Large Format Diaries

#7.

Further thoughts on 5×4 after a couple of months

 

How am I getting on with large format now?  I’m really enjoying myself.  There’s plenty of inspiration out there on places like flickr, and you can also really engross yourself in photographic history in the knowledge that your tools are essentially the same as those that have been used over the last century and more.  The camera puts the focus on you, your technique, and vision, immediately getting you away from being het-up about such things as megapixels, noise, lens performance, and all those other relatively tedious gear-headed things that digital forums and magazines seem to talk about to the detriment of the actual image-making.  I’m still getting used to composing on the ground glass – sometimes I still have difficulty seeing the big picture rather than focusing on the precise details with the lupe.  But I’m beginning to have the confidence to leave the Nikon at home when I have a specific shot in mind.

Another unexpected consequence is that my attitude to shooting locations has changed a little.  Now that I see that when my 5×4 shots really work, they have the power to totally transform a scene which I might have overlooked on digital, or at least wasn’t quite so obvious or resonant.  I’m keen to explore the UK a lot more than I thought I would (and this isn’t simply because travelling by plane with a 5×4 will probably be a bit of an issue).

 

I think the groundwork I put in in the last year or so before making the jump has been time well spent. I think a few things came together for me here.  The 5×4 crop on my D800E changed quite a bit about my way of composing; the combination of following Ben Horne’s work, reading OnLandscape magazine, and buying my 85PC-E tilt-shift lens got me more and more into a large-format mentality before even getting there.

 

While I’m definitely still learning – I haven’t even completely emptied any of my 6 boxes of film – I can’t overemphasize the amount of time and research that could be put in to understanding the experience and processes before you begin.  The resources page on the large format forum is totally indispensible – especially for its discussion of lenses, focal lengths, and coverage issues, but for cameras you have to do a bit more legwork by yourself. This is a bit daunting – I bought my Linhof second-hand over the web without even having touched a large-format camera before I got it out of the box – but on the plus side, the cameras aren’t too expensive when you consider the potential quality of the output, and I don’t think you can go wrong with major brands like Linhof, Arca, or Ebony. The advantages of the Linhof which drew me to it were the range of usable focal lengths, and the full range of movements with measurements on the controls. The decision I had to make was between the Linhof and something like an Arca-Swiss F-metric compact or an Ebony SV45U2, but the latter 2 are much more difficult to find second-hand and tend to be much more expensive (certainly in the case of the Ebony). Anyway, my Linhof is great. It also has a certain rugged charm with its tank-like metal and its green and red controls.

◆ **Work to complete**
1 – Answer these questions from the diary entry above:
(a) How many boxes of film does the writer have?
(b) Which camera did the writer buy second-hand over the web?
(c) Which lens purchase is named as helping build a large-format mentality?
2 – Please sum up the diary entry in two sentences.

◆ **Data**

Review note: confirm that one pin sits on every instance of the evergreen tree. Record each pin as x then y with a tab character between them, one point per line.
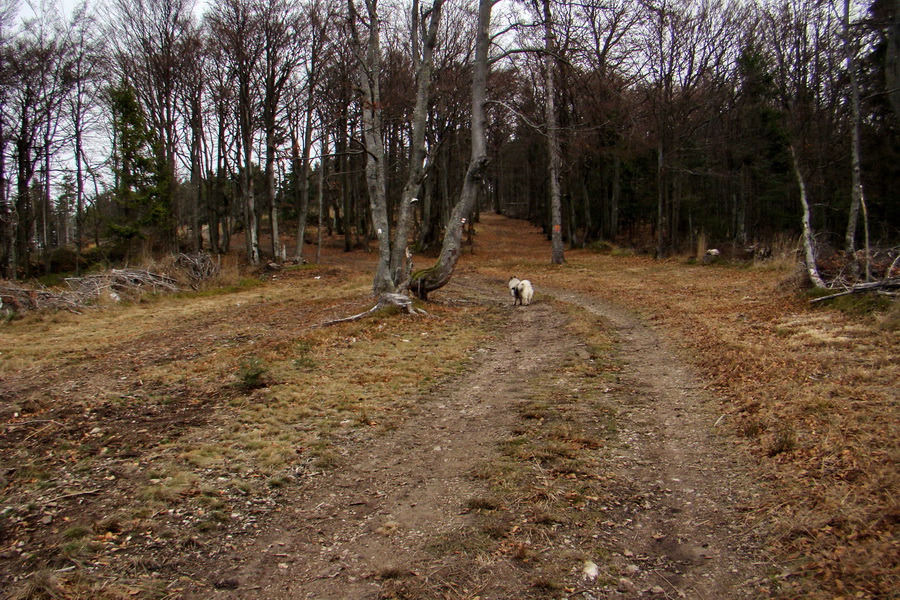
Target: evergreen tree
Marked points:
144	211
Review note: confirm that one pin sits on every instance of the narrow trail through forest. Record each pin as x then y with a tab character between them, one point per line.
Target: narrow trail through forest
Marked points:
363	530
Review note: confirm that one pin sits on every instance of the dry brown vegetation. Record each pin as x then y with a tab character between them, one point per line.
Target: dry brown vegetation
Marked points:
142	439
812	390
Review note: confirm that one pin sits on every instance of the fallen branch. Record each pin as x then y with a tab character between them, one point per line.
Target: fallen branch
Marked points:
885	286
75	495
384	301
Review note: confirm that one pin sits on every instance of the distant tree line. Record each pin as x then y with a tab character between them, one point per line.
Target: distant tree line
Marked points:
136	126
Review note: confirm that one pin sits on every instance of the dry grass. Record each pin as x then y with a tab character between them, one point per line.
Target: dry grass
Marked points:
813	390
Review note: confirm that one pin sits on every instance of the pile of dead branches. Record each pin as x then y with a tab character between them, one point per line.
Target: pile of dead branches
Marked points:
15	299
115	285
120	283
884	287
198	267
887	286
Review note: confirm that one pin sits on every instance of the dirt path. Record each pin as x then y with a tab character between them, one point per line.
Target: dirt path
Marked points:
368	529
681	530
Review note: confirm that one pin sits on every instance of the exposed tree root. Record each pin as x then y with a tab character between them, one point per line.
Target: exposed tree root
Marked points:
385	300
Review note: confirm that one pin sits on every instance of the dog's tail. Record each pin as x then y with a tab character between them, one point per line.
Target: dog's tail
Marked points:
525	291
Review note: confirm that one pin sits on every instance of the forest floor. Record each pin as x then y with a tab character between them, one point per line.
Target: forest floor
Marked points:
642	429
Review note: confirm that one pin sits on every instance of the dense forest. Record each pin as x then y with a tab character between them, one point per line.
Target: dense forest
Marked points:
136	126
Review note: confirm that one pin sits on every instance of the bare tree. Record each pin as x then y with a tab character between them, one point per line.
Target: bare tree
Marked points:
857	196
302	105
8	11
392	250
438	275
237	27
551	113
88	68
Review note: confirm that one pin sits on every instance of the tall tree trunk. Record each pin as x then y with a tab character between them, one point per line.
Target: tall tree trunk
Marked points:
661	203
892	62
301	172
417	151
808	239
435	277
857	199
369	69
553	142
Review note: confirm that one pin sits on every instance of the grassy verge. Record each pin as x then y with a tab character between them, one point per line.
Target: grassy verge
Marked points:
148	430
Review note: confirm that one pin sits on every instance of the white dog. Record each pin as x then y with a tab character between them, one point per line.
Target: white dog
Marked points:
521	291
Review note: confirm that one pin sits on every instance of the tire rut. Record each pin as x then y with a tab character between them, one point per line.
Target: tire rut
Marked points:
373	518
681	529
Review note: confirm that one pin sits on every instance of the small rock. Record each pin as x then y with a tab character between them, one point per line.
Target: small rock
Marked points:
590	570
626	585
226	584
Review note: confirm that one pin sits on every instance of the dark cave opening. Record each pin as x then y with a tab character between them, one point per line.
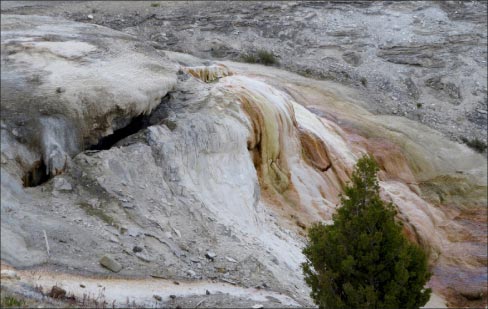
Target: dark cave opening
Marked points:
136	124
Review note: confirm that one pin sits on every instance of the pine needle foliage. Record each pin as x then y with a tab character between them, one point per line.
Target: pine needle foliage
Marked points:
363	260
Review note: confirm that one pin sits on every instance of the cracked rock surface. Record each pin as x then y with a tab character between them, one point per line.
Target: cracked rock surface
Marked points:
205	174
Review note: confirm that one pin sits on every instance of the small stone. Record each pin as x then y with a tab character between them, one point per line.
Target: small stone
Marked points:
110	264
229	259
210	255
137	249
57	292
157	297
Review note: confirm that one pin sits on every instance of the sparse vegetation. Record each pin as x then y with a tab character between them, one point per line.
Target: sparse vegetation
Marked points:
12	302
475	144
363	260
261	56
364	81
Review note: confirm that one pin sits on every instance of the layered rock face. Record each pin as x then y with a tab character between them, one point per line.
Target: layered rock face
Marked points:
179	168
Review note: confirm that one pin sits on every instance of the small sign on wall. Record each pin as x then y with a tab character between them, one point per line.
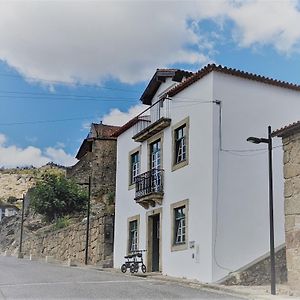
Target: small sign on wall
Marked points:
197	254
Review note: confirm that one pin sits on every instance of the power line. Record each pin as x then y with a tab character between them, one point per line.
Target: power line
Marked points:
59	95
46	121
69	83
20	98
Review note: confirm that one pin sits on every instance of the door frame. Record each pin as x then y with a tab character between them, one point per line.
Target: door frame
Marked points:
149	240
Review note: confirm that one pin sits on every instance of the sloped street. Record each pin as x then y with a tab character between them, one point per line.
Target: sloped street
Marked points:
38	280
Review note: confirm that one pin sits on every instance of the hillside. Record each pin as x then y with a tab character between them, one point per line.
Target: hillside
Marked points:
16	182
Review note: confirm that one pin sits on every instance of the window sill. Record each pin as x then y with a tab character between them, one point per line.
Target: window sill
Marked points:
179	247
131	186
180	165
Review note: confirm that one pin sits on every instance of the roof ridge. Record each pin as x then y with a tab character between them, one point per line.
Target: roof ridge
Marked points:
234	72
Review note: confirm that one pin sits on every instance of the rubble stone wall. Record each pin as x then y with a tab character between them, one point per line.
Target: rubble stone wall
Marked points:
69	242
291	169
100	164
259	273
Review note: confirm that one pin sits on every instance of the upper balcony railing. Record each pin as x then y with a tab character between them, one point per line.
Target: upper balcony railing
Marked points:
149	187
152	120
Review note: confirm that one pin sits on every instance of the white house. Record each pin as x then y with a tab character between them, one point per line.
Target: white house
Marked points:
190	189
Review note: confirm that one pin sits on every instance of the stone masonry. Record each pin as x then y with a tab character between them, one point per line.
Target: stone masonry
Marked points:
69	242
258	272
291	169
97	158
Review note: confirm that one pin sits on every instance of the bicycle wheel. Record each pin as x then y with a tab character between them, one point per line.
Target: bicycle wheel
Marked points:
123	268
132	268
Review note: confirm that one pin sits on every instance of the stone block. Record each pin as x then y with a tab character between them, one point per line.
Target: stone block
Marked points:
289	222
49	259
71	263
288	188
291	170
292	205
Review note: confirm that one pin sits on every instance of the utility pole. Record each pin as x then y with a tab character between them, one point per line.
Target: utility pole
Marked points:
20	254
88	225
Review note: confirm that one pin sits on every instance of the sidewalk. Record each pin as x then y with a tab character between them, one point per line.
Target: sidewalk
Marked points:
247	292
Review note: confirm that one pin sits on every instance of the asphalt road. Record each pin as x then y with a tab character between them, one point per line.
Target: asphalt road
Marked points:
24	279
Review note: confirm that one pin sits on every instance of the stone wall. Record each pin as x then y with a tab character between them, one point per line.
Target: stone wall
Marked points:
258	273
69	242
100	164
104	170
291	169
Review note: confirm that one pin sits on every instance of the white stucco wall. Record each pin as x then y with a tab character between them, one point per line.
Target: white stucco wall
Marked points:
193	182
227	190
241	196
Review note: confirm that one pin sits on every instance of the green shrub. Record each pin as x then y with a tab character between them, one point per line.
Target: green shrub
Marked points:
62	222
55	196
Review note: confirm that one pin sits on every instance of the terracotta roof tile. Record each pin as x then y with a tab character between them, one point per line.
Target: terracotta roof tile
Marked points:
251	76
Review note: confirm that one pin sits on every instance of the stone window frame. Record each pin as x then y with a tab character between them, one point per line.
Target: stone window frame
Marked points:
131	219
139	150
158	136
173	206
149	238
176	166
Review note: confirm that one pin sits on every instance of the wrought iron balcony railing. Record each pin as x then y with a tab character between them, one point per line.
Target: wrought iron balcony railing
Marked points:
152	120
148	183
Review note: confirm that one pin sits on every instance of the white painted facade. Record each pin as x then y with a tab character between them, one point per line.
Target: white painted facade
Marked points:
225	181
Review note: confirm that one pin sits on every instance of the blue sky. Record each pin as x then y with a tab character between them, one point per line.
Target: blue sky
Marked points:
66	64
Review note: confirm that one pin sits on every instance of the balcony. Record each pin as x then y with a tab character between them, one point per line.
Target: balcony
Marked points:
152	120
149	189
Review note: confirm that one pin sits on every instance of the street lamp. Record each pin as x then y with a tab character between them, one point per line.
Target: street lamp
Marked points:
87	221
20	254
268	141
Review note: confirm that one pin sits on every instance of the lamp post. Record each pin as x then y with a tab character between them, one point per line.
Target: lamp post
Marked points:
20	254
88	225
268	141
87	221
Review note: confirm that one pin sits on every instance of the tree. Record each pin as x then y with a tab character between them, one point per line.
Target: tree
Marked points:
55	196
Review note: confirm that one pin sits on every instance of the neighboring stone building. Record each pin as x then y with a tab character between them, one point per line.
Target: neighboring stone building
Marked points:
291	168
97	158
7	210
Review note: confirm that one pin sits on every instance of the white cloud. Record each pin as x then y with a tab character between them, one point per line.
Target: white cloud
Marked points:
91	41
119	118
2	139
268	22
13	156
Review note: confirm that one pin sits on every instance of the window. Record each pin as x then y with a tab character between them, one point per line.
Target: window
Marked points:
180	136
179	215
180	144
134	167
155	155
155	166
133	236
179	232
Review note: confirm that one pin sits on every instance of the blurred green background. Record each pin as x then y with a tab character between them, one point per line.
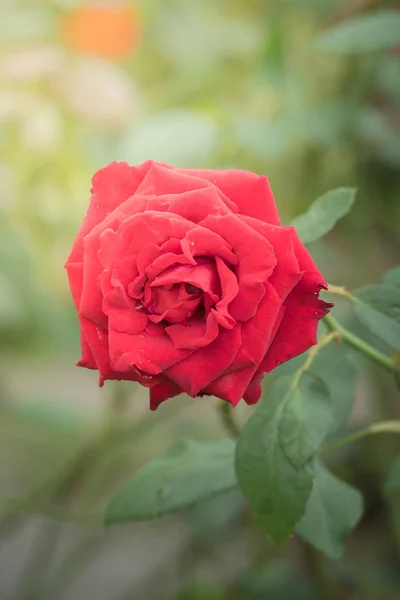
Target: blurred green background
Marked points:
216	83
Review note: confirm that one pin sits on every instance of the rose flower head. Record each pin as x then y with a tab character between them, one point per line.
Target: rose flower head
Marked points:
185	281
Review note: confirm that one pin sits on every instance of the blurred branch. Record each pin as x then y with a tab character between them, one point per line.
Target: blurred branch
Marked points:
360	345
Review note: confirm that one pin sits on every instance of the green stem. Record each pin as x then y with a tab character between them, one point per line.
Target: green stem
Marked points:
382	427
379	358
225	411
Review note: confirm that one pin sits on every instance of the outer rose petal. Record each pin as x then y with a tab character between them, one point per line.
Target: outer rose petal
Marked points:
111	186
253	269
195	372
162	392
162	180
250	192
193	205
151	354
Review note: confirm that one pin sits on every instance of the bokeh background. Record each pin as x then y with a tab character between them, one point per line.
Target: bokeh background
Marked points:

◆ **Results by task**
1 –
(a) 6
(b) A Linhof
(c) The 85PC-E tilt-shift lens

2 – The writer is enjoying large format, finding that the camera puts the focus on technique and vision rather than gear, and has become keen to explore the UK more. Groundwork done before the switch proved time well spent, and the second-hand Linhof the writer bought, chosen for its range of usable focal lengths and full range of movements, has turned out great.